Problem details —
Search the records for the word "place". Copy every line where it appears.

Input records —
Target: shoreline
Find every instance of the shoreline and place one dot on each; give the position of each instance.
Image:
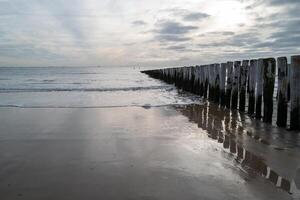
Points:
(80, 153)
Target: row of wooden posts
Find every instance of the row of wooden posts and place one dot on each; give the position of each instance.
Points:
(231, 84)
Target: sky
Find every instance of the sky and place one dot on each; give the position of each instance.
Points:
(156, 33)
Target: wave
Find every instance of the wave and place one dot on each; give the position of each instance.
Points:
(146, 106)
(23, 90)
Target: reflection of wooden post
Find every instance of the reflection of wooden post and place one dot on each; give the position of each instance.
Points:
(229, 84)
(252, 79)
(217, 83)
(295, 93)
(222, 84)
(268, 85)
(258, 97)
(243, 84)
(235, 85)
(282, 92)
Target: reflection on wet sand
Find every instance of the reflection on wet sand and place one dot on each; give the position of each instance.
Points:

--

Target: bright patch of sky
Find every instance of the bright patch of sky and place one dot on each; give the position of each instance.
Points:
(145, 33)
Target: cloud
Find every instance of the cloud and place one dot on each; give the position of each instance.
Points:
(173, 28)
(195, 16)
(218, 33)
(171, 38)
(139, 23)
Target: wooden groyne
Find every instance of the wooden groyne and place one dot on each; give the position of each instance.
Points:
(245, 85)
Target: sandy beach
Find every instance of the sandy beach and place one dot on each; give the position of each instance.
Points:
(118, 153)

Result of the task —
Find every instance of the shoreline and place one dot on each; give the position of each instance.
Find every instance of the row of wooden posts and place one dot on each; give the position of each instance.
Find every instance of the sky and place one dot on each; give the position of each instance.
Find every instance of the wave and place one dot on each; give the position of each instance.
Find every instance of the reflection of wooden post and place one dot on each; give the position of each instance.
Find every instance of the reflection on wet sand and place one dot on each; give the position of each instance.
Find every instance of the bright patch of sky and place one dot on each; give the position of each instance.
Find every instance of the cloud and place one dot on each; give the position of each instance.
Find every instance of the wooden groyne and place one dot on each; give the position of each instance.
Find every instance of the sandy beach and place one dot on each; give the position of each instance.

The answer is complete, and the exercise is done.